___ DATA LINES

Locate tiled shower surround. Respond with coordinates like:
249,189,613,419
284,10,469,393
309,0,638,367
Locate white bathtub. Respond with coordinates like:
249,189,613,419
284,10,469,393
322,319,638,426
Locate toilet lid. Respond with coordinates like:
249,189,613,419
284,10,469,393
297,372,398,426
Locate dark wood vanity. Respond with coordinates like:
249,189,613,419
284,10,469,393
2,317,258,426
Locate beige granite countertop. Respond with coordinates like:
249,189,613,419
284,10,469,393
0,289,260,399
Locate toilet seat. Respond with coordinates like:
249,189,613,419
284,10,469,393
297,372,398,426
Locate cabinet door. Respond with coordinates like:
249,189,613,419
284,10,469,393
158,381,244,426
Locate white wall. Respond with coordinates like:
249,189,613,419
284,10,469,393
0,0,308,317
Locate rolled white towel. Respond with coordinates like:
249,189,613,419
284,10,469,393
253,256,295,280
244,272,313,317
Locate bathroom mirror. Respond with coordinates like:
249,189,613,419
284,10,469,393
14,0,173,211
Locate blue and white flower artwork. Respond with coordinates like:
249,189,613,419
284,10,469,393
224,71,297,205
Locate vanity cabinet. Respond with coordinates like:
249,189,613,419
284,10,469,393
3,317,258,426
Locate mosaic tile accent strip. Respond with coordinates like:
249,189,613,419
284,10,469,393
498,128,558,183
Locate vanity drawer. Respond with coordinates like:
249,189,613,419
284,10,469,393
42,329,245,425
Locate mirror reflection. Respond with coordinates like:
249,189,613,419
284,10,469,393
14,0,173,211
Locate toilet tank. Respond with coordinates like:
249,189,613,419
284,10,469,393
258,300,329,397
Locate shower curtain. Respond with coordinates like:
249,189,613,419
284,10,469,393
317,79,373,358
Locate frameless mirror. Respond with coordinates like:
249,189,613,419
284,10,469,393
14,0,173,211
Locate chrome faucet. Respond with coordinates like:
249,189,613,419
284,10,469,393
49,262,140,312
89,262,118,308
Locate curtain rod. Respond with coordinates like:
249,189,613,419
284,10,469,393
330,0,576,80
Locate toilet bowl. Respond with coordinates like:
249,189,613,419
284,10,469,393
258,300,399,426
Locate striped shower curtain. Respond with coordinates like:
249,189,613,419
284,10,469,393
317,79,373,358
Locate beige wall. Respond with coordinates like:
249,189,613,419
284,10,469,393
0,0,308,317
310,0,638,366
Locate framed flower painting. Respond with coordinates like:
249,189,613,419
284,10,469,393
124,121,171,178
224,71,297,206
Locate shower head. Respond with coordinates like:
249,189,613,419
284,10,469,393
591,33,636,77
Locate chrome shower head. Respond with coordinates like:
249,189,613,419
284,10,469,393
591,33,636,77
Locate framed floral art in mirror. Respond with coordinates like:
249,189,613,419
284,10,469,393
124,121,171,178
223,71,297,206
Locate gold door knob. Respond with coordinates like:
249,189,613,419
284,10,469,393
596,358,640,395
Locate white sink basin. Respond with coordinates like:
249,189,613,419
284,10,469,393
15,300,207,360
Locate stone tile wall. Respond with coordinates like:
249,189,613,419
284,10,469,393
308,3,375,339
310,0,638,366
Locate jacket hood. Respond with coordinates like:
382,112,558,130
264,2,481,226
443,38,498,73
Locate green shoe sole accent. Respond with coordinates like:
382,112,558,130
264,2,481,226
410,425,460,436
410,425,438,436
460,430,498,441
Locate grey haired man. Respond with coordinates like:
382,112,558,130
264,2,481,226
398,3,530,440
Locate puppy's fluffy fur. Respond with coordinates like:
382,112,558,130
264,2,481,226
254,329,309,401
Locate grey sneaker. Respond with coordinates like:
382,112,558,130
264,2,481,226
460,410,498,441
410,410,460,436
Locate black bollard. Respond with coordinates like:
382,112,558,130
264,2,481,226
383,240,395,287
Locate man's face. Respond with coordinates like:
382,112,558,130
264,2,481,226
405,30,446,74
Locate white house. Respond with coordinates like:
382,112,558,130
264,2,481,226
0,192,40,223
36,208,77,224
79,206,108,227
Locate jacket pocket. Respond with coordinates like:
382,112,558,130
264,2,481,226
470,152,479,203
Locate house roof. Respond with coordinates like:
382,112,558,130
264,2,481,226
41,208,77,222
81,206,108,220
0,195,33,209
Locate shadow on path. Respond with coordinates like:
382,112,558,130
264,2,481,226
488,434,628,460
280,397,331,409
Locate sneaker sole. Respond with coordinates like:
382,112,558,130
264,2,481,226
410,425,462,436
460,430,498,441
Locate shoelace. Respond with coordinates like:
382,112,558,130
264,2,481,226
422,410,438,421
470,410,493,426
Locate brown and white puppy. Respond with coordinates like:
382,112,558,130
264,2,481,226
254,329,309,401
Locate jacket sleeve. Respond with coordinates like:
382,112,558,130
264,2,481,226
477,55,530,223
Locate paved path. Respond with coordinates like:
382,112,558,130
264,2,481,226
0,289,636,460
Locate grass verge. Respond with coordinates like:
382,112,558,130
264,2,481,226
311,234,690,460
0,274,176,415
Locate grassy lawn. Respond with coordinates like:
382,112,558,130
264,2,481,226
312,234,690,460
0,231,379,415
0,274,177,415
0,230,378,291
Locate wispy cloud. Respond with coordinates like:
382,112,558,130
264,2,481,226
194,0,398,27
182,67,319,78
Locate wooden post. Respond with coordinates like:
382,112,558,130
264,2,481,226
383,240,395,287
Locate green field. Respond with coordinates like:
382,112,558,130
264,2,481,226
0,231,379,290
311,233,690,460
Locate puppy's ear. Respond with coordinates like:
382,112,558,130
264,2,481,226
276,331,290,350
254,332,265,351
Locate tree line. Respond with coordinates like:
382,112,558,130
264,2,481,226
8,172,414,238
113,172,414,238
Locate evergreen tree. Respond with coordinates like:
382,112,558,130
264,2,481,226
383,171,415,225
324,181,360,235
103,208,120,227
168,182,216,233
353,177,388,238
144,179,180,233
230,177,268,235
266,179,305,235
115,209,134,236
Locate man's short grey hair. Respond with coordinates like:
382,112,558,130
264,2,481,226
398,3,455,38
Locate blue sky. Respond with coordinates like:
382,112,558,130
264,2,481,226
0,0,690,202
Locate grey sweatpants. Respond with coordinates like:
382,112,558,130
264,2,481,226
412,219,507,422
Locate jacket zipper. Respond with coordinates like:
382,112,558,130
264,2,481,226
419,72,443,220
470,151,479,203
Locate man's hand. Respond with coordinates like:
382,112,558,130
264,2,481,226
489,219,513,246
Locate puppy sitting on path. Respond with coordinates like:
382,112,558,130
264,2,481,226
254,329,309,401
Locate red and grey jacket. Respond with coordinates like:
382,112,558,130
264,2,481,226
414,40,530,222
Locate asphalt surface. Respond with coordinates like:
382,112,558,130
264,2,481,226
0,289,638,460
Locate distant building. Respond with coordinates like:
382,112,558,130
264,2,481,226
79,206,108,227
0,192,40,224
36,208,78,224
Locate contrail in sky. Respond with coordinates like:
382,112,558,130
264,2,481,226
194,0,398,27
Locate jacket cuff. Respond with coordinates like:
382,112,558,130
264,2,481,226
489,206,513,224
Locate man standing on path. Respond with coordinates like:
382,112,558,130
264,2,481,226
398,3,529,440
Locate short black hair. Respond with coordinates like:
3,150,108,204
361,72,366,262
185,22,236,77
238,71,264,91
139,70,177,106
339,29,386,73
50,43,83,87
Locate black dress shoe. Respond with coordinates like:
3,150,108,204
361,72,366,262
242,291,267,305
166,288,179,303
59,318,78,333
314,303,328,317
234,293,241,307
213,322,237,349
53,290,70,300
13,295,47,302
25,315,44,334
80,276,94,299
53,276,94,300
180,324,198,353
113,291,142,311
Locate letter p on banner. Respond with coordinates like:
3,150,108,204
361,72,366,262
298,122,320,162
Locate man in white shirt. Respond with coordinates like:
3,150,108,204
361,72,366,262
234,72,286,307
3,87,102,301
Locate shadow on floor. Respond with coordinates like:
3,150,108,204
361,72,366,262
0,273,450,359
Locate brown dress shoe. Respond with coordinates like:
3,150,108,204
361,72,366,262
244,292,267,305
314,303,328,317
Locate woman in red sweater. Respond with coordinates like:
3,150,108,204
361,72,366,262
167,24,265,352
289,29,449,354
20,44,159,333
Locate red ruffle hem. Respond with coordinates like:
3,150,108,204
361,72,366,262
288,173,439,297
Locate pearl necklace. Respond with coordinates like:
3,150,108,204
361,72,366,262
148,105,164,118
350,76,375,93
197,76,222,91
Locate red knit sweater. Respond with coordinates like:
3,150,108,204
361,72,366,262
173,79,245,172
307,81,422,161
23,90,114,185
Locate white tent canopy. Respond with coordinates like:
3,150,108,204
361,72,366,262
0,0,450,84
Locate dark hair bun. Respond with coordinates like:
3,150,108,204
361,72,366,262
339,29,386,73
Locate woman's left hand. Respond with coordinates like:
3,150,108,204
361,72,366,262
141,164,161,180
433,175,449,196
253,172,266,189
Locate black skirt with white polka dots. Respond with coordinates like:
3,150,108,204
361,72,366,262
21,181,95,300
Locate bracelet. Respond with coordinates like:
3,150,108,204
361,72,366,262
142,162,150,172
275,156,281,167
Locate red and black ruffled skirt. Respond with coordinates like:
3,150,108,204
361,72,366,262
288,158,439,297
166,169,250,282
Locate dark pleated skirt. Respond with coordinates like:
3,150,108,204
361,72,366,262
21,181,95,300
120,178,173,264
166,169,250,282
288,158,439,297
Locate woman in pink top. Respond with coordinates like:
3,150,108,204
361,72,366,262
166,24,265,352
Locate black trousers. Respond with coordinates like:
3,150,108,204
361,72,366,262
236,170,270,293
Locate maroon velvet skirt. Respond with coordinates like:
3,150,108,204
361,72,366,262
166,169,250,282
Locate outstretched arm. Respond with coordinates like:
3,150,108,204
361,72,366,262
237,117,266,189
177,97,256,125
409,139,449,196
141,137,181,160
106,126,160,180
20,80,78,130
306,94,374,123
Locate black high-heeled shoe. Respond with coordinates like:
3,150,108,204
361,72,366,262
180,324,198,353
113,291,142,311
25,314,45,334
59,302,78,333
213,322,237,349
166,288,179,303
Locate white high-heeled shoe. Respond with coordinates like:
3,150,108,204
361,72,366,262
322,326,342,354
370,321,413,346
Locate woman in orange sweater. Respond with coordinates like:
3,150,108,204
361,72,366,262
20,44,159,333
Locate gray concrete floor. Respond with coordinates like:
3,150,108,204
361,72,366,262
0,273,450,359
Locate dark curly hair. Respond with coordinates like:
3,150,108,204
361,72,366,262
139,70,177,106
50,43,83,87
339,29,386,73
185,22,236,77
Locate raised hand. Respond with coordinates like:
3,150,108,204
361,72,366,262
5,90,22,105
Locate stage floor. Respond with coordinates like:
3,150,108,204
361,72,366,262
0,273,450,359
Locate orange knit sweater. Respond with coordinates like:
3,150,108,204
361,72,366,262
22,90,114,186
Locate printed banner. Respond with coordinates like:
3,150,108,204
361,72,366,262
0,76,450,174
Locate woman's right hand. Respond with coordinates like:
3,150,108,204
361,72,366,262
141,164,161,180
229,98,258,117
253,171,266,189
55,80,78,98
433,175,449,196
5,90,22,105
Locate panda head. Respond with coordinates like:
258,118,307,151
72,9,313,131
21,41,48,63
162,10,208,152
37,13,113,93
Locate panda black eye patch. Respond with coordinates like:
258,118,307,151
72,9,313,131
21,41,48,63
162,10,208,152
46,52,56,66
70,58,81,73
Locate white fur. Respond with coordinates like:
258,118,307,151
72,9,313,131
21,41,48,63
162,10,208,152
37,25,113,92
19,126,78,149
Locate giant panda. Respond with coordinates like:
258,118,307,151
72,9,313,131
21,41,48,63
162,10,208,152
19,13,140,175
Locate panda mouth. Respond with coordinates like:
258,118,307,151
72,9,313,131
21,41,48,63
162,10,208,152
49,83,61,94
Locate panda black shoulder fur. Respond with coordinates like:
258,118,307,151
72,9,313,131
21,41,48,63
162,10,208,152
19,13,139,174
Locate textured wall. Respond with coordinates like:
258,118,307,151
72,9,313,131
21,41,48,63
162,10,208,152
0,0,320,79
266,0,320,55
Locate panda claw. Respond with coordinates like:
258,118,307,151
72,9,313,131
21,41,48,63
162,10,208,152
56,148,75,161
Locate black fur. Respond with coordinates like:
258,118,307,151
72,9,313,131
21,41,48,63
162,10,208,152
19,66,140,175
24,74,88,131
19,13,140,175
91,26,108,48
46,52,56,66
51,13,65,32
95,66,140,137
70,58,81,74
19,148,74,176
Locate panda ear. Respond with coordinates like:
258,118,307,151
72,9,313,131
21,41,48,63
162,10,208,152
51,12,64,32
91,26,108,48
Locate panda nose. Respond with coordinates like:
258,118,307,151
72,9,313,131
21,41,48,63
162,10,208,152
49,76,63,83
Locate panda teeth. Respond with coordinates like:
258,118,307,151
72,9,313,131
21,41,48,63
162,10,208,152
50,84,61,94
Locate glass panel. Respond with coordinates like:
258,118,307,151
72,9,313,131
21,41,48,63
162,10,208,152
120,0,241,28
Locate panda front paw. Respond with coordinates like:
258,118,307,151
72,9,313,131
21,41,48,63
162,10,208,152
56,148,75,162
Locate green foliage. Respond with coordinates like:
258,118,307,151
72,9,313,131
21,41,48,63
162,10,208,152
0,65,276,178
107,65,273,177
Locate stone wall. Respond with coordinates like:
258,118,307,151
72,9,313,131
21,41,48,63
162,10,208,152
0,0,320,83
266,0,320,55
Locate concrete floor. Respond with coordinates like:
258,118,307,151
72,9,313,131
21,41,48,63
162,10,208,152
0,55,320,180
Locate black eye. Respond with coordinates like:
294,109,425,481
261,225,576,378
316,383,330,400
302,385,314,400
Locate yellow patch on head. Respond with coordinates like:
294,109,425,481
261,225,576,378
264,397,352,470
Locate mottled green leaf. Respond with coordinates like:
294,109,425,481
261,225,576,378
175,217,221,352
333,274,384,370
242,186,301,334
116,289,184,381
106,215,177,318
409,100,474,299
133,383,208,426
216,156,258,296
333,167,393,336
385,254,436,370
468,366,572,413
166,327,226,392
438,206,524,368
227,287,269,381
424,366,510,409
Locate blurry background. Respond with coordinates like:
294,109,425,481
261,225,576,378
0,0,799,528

______

▶ SHORT TASK:
Edit everything from the line containing "Locate beige granite" down to the line containing "3,317,258,426" in the material above, both lines included, so that "rolled" becomes "folded" and nothing else changes. Return only those lines.

▶ PROBLEM SOLUTION:
Locate beige granite countertop. Respond with coordinates like:
249,189,613,419
284,10,469,393
0,289,260,399
Locate toilet seat. Respond with coordinates like:
249,189,613,419
284,10,469,393
297,372,398,426
Locate cabinet door. Respond with coordinates like:
249,189,613,419
284,10,469,393
158,381,244,426
Locate white wall. Respond with coordinates like:
249,189,613,419
284,10,469,393
0,0,308,317
Locate folded white towel. Respond with coordinates like:
249,189,613,419
284,10,469,393
253,256,295,280
244,272,313,317
Locate bathroom mirror. Respond with coordinates like:
249,189,613,419
284,10,469,393
14,0,173,211
Locate blue and white flower artwork. Respond with coordinates like:
249,189,613,419
284,10,469,393
224,71,297,205
Locate vanity cabinet. Respond with coordinates like:
249,189,613,419
284,10,469,393
3,317,258,426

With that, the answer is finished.